No final das contas, a sequência é a mesma.
Em algum momento, depois de tanta dor, sofrimento, choro. Quando percebe (e se convence [demora um pouco mais]) que aquilo nunca irá mudar, nunca será melhor do que é nesse momento. Depois de tantas brigas, discussões, ameaças, violências (físicas ou não), desconsideração e falta de respeito generalizada; você desiste. É isso, não tem mais condições.
Pede a Deus por forças, chora, se entristece, e acredita que a vida nunca mais será a mesma. O medo do futuro preenche sua vida.
O tempo passa, e apesar das insistentes tentativas da outra parte em te perseguir e calúnias que ela compartilha com as pessoas ao redor dela - uma tentativa desesperada de manter algum poder sobre você; toda essa culpa e pesar vão passando. Um sorriso tímido começa a aparecer aos poucos.
Aquele sentimento por aquela pessoa começa a enfraquecer a cada dia mais.
Não era mais amor, afinal. Era medo.
Era costume de estar com a mesma pessoa.
Você volta a se alimentar melhor, sua vida começa a caminhar e se ajeitar aos poucos. Começa a se cuidar mais, cuidar da saúde, da aparência. Passa perfume, compra roupas novas, muda o cabelo, a barba.
Sua estima está voltando e não sente mais necessidade de depender de alguém. Voltou aos círculos sociais, aos amigos, à família. Começa a redescobrir novos hobbies.
A vida volta a ser boa. Como uma manhã ensolarada depois de uma noite tempestuosa que parecia nunca ter fim.

O exercício ->
Responda com base no texto sobre o fim de um relacionamento:
(a) O que preenche a vida de quem desiste, logo após pedir a Deus por forças?
(b) Se não era mais amor, o que era, segundo o texto?
(c) A que o texto compara a vida que volta a ser boa?
O material não tem relação com o texto.

Material exibido ->

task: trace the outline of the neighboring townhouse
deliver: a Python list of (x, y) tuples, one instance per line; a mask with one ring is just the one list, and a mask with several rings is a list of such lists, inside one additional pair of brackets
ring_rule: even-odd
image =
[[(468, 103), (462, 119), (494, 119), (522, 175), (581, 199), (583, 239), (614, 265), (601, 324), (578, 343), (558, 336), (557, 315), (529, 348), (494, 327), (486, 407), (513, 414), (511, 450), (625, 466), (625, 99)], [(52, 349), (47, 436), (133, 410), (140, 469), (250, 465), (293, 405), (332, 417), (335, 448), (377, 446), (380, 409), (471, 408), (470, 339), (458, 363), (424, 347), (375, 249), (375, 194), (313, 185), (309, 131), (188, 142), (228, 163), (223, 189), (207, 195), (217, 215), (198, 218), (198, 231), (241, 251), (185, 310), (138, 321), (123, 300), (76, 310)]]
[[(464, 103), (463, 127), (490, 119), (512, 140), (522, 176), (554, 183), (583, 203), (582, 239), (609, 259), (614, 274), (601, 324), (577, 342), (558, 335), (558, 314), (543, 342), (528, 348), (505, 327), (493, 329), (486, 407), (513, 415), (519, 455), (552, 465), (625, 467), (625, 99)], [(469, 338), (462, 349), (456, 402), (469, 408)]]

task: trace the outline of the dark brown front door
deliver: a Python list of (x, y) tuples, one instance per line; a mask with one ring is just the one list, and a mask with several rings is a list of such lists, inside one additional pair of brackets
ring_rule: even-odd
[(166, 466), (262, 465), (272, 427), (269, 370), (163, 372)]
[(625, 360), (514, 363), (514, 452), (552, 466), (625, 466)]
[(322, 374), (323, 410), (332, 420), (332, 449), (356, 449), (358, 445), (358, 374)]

Resultado final ->
(a) O medo do futuro.
(b) Era medo e era o costume de estar com a mesma pessoa.
(c) A uma manhã ensolarada depois de uma noite tempestuosa que parecia nunca ter fim.